WRITTEN PROBLEM A ▸
Could you quote the stretch from "As illustrated in" through "layer of fabric." in the passage on the fabric bag?

DOCUMENT ▸
----
Referring now to FIGS. 1-2B, the apparatus 10 includes a bag 12 having a base 14 conjoined with sidewalls 16, 18, 20, 22 forming a cavity 24, wherein at least one through-hole 26 is formed into the bag 12. The bag 12 may be fabricated from a heavy-duty fabric, such as canvas, nylon, polyester, polyethylene, high-density polyethylene, etc. suitable to withstand loads ranging from 100 pounds to 2 tons, and it may exhibit a variety of shapes, such as spherical, cubic, pyramidal, conical etc. to complement a shape of the hopper and/or enable stacking full bags 12 while in storage (see FIG. 2B). One skilled in the art will appreciate, with the benefit of the present disclosure, that the bag 12 may be fabricated to support other weights and loads for which a particular process may require. The bag 12 may also be fabricated from a water-resistant fabric and/or may be provided with a flexible liner (e.g., polyethylene, high-density polyethylene) to provide water resistance.

As illustrated in FIG. 1, the bag 12 may have a general cubic shape with a base 14, four conjoining sidewalls 16, 18, 20, 22, and an open top 28. A top-cover 13 may also be conjoined to the sidewalls 16, 18, 20, 22 or even removably secured to the top 28 of the bag 12 via a zipper, snap-fastener, hook-and-pull fastener, shrink-wrapping, or similar fastening means (see FIG. 4A). The bag 12 is shown as being fabricated from a unitary piece of fabric, but it may also be constructed from a plurality of fabric panels sewn, or otherwise connected, together. Additionally, the bag 12 may be constructed from a single fabric layer or from multiple layers. Some portions of the bag 12 may include reinforced seems or stitching to provide added support. For instance, corners, a top edge 28, and/or the through-hole rims 30 may have a hem, double stitching, or an extra layer of fabric.

The bag 12 is generally flexible, but portions of the bag 12 may have some rigidity. For instance, an upper portion 32 of the bag 12 may be constructed of fabric, or may include additional fabric panels, that is/are more rigid than the rest of the bag 12 to enable the through-holes 26 to be stiffly positioned so as to not encumber ingress/egress of the tine. The stiffness may enable the upper portion 32 to exhibit a resiliency to bending, folding, and/or deforming such that the upper portion 32 generally remains “upright” to allow ingress/egress of the tine without having to manually position the upper portion 32 and/or through-holes 26. Other portions of the bag 12 may also have rigid/semi-rigid constructions and/or reinforced seems to enable the bag 12 to hold a desired shape.

Each through-hole 26 may be an aperture formed in a sidewall 16, 18, 20, 22 of the bag 12. To accommodate maximizing the fill-capacity of the bag 12, the through-holes 26 may be situated in the upper portion 32; however, they may also be situated at any portion of the sidewall 16, 18, 20, 22. Placing the through-hole 26 at the upper portion 32 may also enable lowering the bag 12 with the forklift into the hopper and properly seating it within the hopper. With the hopper supporting the weight of the bag 12, extraction of the tines from the through-holes 26 can be achieved without any interference caused by the forklift tines making contact with the hopper. Through-hole rims 30 may be formed about the circumferential edge of the through-holes 26 by a reinforced seem/stitching, as described above.
----
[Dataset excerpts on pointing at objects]
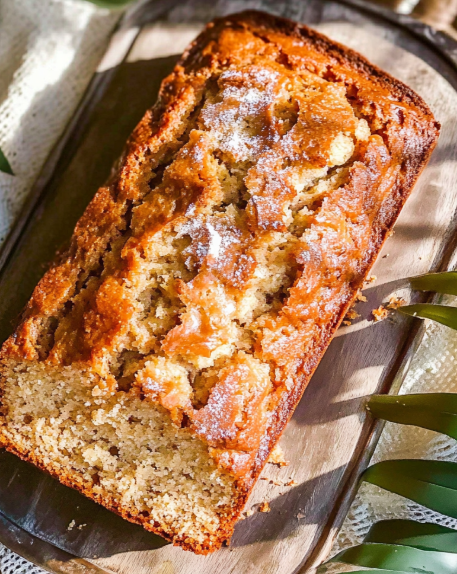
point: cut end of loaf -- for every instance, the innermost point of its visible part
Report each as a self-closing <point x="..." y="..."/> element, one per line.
<point x="158" y="363"/>
<point x="124" y="453"/>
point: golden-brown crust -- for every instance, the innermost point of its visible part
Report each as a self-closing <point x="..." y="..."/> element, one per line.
<point x="298" y="48"/>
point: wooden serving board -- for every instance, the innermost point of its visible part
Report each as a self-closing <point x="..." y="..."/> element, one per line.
<point x="330" y="437"/>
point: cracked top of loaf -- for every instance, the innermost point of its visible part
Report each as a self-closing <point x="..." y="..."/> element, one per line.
<point x="208" y="275"/>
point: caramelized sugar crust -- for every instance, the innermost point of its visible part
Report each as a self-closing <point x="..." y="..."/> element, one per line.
<point x="207" y="277"/>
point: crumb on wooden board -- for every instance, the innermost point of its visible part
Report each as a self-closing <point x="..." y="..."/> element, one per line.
<point x="277" y="457"/>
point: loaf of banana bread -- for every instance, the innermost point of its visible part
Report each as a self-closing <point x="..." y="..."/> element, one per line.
<point x="159" y="360"/>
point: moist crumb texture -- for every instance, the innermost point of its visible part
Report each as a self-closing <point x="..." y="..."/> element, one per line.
<point x="159" y="360"/>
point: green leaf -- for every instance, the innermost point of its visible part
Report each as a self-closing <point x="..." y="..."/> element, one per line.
<point x="4" y="164"/>
<point x="434" y="411"/>
<point x="439" y="282"/>
<point x="424" y="536"/>
<point x="440" y="313"/>
<point x="398" y="558"/>
<point x="432" y="483"/>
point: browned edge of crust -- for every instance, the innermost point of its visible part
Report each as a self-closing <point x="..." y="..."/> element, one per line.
<point x="355" y="62"/>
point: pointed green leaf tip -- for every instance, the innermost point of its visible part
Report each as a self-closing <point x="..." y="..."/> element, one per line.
<point x="439" y="313"/>
<point x="4" y="164"/>
<point x="433" y="411"/>
<point x="110" y="3"/>
<point x="424" y="536"/>
<point x="392" y="557"/>
<point x="438" y="282"/>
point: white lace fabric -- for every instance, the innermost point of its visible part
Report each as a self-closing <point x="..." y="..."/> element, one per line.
<point x="49" y="50"/>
----
WRITTEN PROBLEM B ▸
Could you substitute "central" for "innermost" in the stretch of the listing from the line containing "point: pointed green" through the end of the listing, leaving everything else unchanged and giving only those lines?

ANSWER A ▸
As illustrated in FIG. 1, the bag 12 may have a general cubic shape with a base 14, four conjoining sidewalls 16, 18, 20, 22, and an open top 28. A top-cover 13 may also be conjoined to the sidewalls 16, 18, 20, 22 or even removably secured to the top 28 of the bag 12 via a zipper, snap-fastener, hook-and-pull fastener, shrink-wrapping, or similar fastening means (see FIG. 4A). The bag 12 is shown as being fabricated from a unitary piece of fabric, but it may also be constructed from a plurality of fabric panels sewn, or otherwise connected, together. Additionally, the bag 12 may be constructed from a single fabric layer or from multiple layers. Some portions of the bag 12 may include reinforced seems or stitching to provide added support. For instance, corners, a top edge 28, and/or the through-hole rims 30 may have a hem, double stitching, or an extra layer of fabric.

ANSWER B ▸
point: pointed green leaf tip -- for every instance, the central point of its visible part
Report each as a self-closing <point x="..." y="..."/> element, one per line.
<point x="439" y="313"/>
<point x="4" y="164"/>
<point x="433" y="411"/>
<point x="110" y="3"/>
<point x="424" y="536"/>
<point x="392" y="557"/>
<point x="438" y="282"/>
point: white lace fabric -- for every instance, the central point of its visible part
Report each as a self-closing <point x="..." y="..."/> element, one per line.
<point x="49" y="50"/>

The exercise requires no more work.